> _EXERCISE AIM_: Omit all pictures and give the records below again exactly as written.

> _PROVIDED INFORMATION_:
* * *
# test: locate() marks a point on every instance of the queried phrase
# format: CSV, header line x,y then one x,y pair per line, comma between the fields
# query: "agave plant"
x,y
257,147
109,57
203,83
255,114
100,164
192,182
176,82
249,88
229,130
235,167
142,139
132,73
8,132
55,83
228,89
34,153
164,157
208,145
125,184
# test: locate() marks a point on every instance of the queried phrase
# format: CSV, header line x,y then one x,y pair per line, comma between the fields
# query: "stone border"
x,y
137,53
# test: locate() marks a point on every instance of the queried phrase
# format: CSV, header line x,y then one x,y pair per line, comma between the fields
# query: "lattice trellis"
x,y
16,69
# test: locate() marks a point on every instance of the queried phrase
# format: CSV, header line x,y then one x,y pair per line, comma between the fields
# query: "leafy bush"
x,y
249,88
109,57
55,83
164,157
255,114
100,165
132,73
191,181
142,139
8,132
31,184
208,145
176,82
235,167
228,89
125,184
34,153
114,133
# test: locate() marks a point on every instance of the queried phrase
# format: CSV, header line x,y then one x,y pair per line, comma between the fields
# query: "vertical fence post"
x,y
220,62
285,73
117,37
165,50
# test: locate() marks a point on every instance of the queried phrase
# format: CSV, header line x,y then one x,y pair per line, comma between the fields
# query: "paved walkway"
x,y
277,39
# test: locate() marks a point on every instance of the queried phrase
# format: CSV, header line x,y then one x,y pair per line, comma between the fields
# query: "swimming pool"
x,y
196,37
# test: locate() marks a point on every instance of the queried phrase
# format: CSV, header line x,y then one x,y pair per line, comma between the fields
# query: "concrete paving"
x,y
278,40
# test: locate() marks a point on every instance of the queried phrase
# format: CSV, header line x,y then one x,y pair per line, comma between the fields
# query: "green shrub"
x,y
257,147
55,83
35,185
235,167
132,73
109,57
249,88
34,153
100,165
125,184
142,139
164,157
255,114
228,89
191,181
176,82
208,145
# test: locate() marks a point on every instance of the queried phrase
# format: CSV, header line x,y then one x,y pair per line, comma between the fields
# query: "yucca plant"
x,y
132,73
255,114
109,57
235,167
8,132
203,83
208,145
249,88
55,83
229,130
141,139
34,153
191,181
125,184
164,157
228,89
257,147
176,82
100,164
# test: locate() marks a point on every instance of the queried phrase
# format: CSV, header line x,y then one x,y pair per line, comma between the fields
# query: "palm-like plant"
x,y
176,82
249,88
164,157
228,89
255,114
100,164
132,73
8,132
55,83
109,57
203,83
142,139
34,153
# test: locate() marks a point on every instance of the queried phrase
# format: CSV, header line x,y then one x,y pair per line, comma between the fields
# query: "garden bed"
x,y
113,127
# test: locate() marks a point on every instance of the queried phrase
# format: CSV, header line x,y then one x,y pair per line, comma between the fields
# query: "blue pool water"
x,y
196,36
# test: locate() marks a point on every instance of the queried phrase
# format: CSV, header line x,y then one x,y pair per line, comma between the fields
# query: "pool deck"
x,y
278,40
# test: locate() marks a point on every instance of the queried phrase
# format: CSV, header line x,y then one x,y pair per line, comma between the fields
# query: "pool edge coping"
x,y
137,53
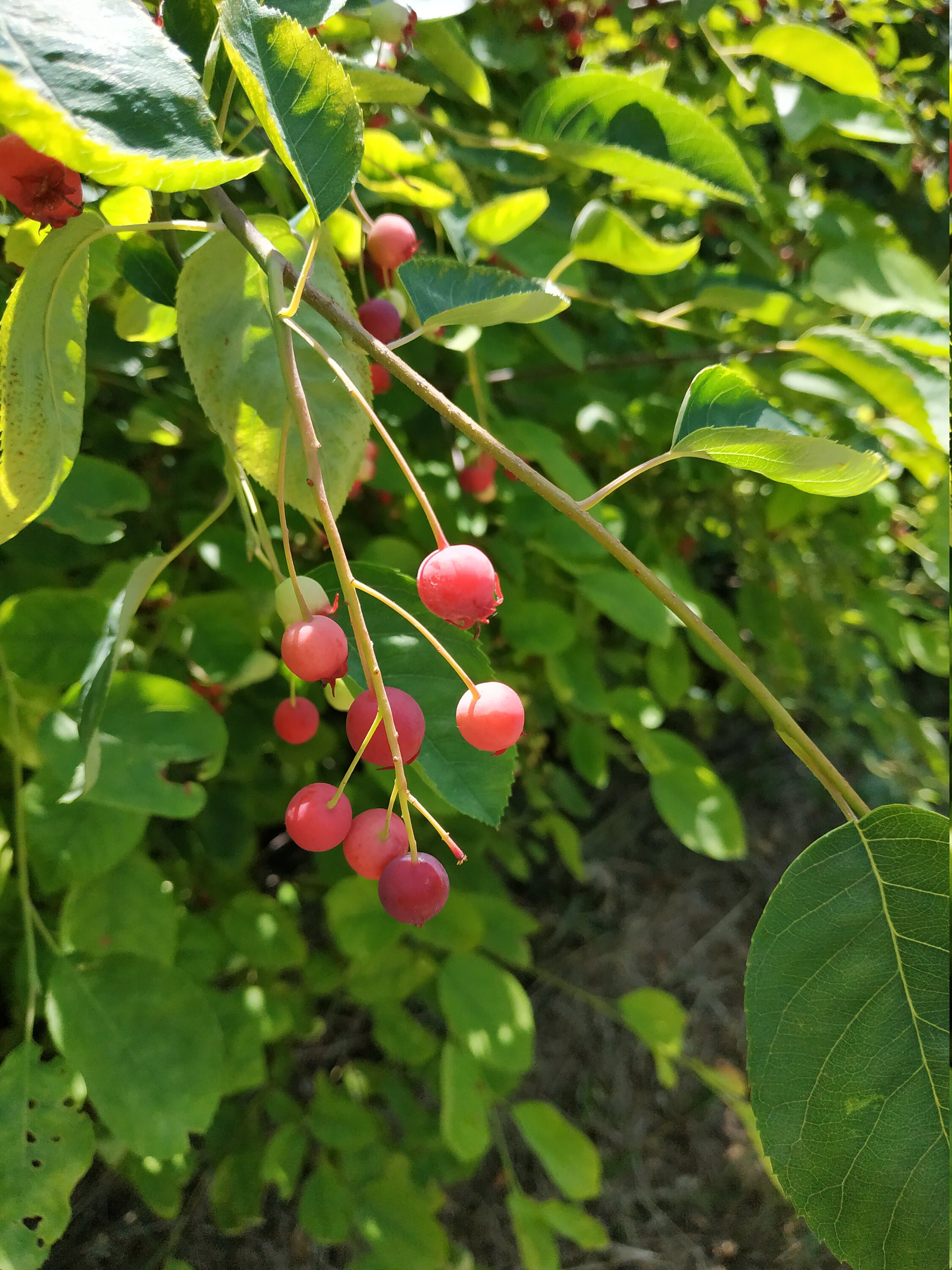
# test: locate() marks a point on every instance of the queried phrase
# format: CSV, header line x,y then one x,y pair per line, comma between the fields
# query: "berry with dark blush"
x,y
313,823
459,585
408,721
380,379
492,722
414,891
296,722
367,849
391,240
380,319
315,649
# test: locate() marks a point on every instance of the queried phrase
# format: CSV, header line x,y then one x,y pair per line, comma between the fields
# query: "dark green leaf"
x,y
847,1010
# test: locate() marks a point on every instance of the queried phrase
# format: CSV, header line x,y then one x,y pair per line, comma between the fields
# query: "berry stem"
x,y
385,436
422,629
275,266
282,514
789,729
356,760
457,851
593,500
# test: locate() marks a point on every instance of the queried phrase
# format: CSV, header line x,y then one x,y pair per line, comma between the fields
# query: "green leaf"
x,y
464,1122
872,280
136,113
446,293
148,267
91,496
658,1019
625,126
72,844
724,420
574,1223
127,910
691,798
847,1011
875,367
603,233
534,1234
445,45
263,931
506,218
42,371
470,780
488,1011
303,97
627,604
327,1206
377,87
47,634
822,55
567,1154
149,722
46,1145
226,341
148,1044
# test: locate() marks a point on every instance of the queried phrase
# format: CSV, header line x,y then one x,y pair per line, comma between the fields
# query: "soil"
x,y
683,1189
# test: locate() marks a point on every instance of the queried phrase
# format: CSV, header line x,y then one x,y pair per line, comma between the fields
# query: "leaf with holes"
x,y
847,1006
303,97
46,1145
135,113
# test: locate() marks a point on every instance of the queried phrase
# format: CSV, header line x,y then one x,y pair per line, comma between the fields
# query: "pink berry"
x,y
380,379
380,319
296,722
408,718
493,722
413,891
366,848
460,585
391,242
315,826
479,475
315,649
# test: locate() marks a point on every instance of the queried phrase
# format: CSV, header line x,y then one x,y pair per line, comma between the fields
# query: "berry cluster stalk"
x,y
787,728
275,266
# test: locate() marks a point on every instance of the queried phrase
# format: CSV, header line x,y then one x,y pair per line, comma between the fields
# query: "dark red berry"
x,y
492,722
367,849
459,585
313,823
408,719
296,722
381,319
391,240
315,649
380,379
414,891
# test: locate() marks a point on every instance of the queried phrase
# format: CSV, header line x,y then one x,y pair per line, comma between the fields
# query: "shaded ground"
x,y
683,1188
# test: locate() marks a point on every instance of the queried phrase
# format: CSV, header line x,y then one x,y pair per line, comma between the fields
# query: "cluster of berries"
x,y
459,585
40,187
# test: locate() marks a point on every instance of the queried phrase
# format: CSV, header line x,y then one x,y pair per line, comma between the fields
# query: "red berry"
x,y
493,722
315,649
391,242
315,826
381,319
41,187
478,477
296,722
413,891
366,848
408,719
459,585
380,379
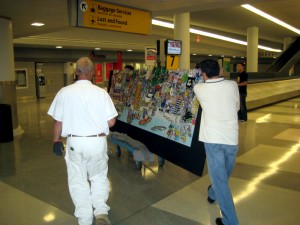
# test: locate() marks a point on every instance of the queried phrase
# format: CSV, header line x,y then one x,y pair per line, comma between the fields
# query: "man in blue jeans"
x,y
242,81
219,100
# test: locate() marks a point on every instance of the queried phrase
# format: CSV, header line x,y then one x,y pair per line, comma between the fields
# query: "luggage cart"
x,y
125,145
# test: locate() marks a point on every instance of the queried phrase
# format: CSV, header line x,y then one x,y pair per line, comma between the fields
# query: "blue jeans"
x,y
220,162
* * *
> _TASK RESULT_:
# test: locate() marks a point on every instance of the queried phrase
# format: CSV, header line x,y then one x,y pair per line, comma between the fields
# query: "agave plant"
x,y
257,147
109,57
203,83
255,114
100,164
192,182
176,82
249,88
229,130
235,167
142,139
132,73
8,132
55,83
228,89
34,153
164,157
208,145
125,184
# test: locate() marks a point on every instance of the queried phrase
# format: CSV, header line x,y then one x,y pair per line, comma between the fields
# query: "stone border"
x,y
137,53
# test: locate() marks a point on every instance of the queried phrase
# format: CSV, header line x,y then one x,y pair per line, comma between the fields
# query: "lattice trellis"
x,y
16,69
# test: locate() marks a point on every instance of the queried phrase
# format: CSV, header line x,y then one x,y pair per line, comma between the fields
# query: "leafy bush"
x,y
249,88
109,57
55,83
164,157
255,114
100,165
132,73
191,181
142,139
8,132
31,184
208,145
176,82
235,167
228,89
125,184
34,153
114,133
# test: locate() marks a point on every instance of the queried phrase
# format: CSV, header line x,y then one x,y pair per line, comma between the fields
# query: "vertical fence post"
x,y
220,62
285,73
117,37
165,50
# test: locate() marks a point on every instance of the queried phrase
# format: CSV, header line x,y then one x,y pair per line, comma between the fields
# query: "paved walkway"
x,y
277,39
# test: locate() marks a point on every instance of the queried phrase
# format: CSV, header line x,y then one x,y pair per line, comma between the fields
# query: "swimming pool"
x,y
196,37
# test: locate() marks a point on every instance of the queried phrase
# format: CSV, header line x,y then one x,y pair per line, comma between the fields
# query: "concrete paving"
x,y
278,40
# test: locate() marks a point on every instance of the queried phrase
# format: CSV, header line x,y then one x,y pair per line, comma between the fields
# query: "green shrub"
x,y
257,147
55,83
35,185
235,167
132,73
109,57
249,88
34,153
100,165
125,184
142,139
164,157
255,114
228,89
191,181
176,82
208,145
# test: locate() marks a point on every instance of the queried phrase
# format: CSV, header line x,y then one x,y pair per line, comma between the fields
# query: "yucca plant"
x,y
132,73
255,114
109,57
235,167
8,132
203,83
208,145
249,88
55,83
229,130
141,139
34,153
191,181
125,184
164,157
228,89
257,147
176,82
100,164
# test: locate() marks a point on every instance of the queried phrase
# format: CSV, header line x,y then one x,y pair per line, comma between the fields
# query: "palm-like plant"
x,y
176,82
249,88
164,157
228,89
255,114
100,164
132,73
8,132
55,83
109,57
203,83
142,139
34,153
# test: locate() marks a point on every instance of the queried phrase
# format: CSV, header line x,y then one x,y pair per line, comma between the fields
# query: "garden bed"
x,y
113,127
# test: locate() marks a point on every instance of the queried phrase
# format: CSV, header line x,y then one x,y pair per line, comma between the fields
# query: "blue pool water"
x,y
196,36
# test: locate() marks a point on every instance of the queried phrase
# format: CSV, header line x,y then one x,y pair per line, comma between the fields
# query: "pool deck"
x,y
278,40
# test: locate() marks a point on every instance of the queried phrase
# format: CSV, header line x,y then one x,y pair per line, comma between the fields
# query: "pool edge coping"
x,y
137,53
# test: locate() marks a point on every instance of the queried phrase
# format: CSV, header line x,y then one x,y pair per line, comma between the fields
# query: "berry with dark blush"
x,y
313,823
459,585
408,721
380,379
492,722
414,891
296,722
367,849
391,240
380,319
315,649
# test: locate() marks a point on every instance of the queried phrase
# format: CSV, header line x,y then one x,y pair per line, comma between the fields
# query: "dark green leaf"
x,y
847,1010
# test: locate() marks a point on every instance of the queried phrase
# format: CSV, header line x,y then one x,y pair per line, comma between the fields
# query: "berry stem"
x,y
385,436
422,629
275,266
282,514
789,729
356,760
457,851
593,500
# test: locate() marks a point on every instance of the queried phrase
# format: CSV, header line x,y then one x,y pair per line, comma between the fields
# query: "green leaf"
x,y
464,1122
872,280
136,113
446,293
148,267
91,496
658,1019
625,126
72,844
724,420
574,1223
127,910
691,798
847,1011
875,367
603,233
534,1234
445,45
263,931
506,218
42,371
470,780
488,1011
303,97
627,604
327,1206
377,87
47,634
822,55
567,1154
149,722
46,1145
226,341
148,1044
# test: locate() marks a point on every instance of the queried phrase
# format: CSV, header line x,y then one x,y pair per line, comma between the fields
# query: "soil"
x,y
683,1189
# test: locate() marks a point on every instance of the queried phrase
# format: CSV, header line x,y then one x,y pair per line, comma between the fields
# query: "leaf with holes"
x,y
847,1006
303,97
46,1145
135,113
# test: locate() marks a point on every instance of the queried phrase
# format: CSV, header line x,y then one x,y pair per line, comma between the fields
# query: "pink berry"
x,y
380,379
380,319
296,722
408,718
493,722
413,891
366,848
460,585
391,242
315,826
479,475
315,649
# test: locate() marks a point on every instance of the queried phrase
# format: CSV, header line x,y then one x,y pair per line, comma between the fields
# query: "berry cluster stalk"
x,y
787,728
275,266
# test: locate() marks a point on every instance of the queried phrase
# format: CSV, header line x,y then one x,y pair per line, comma between the fields
# query: "dark red berry"
x,y
492,722
367,849
459,585
313,823
408,719
296,722
381,319
391,240
315,649
380,379
414,891
# test: locate() marks a point on every instance of the queried phrase
# format: CSV, header line x,y then one x,y pair per line, comma between the fields
# query: "shaded ground"
x,y
683,1188
# test: locate() marks a point on every instance of the queried phrase
# format: CSV, header line x,y then one x,y pair per line, comma between the fields
# query: "cluster of berries"
x,y
459,585
40,187
# test: locate() marks a point on every instance of the queried phrase
# format: CSV, header line x,y then one x,y pair per line, comma between the fields
# query: "red berry"
x,y
493,722
315,649
391,242
315,826
381,319
41,187
478,477
296,722
413,891
366,848
408,719
459,585
380,379
# test: locate() marks a point on every instance of the queried phrase
# format: CSV, header line x,y then one x,y pair per line, comma between the fields
# query: "man in blue jeans"
x,y
242,81
219,100
# test: locate() marks a point on every instance of the queried phrase
# format: CSV, header line x,y then one x,y pair per line, comma between the fields
# query: "luggage cart"
x,y
125,145
# test: locate() marks a point on every instance of the queried phrase
# format: CSV, header line x,y then one x,y pair per line, comma between the fields
# query: "blue jeans"
x,y
220,162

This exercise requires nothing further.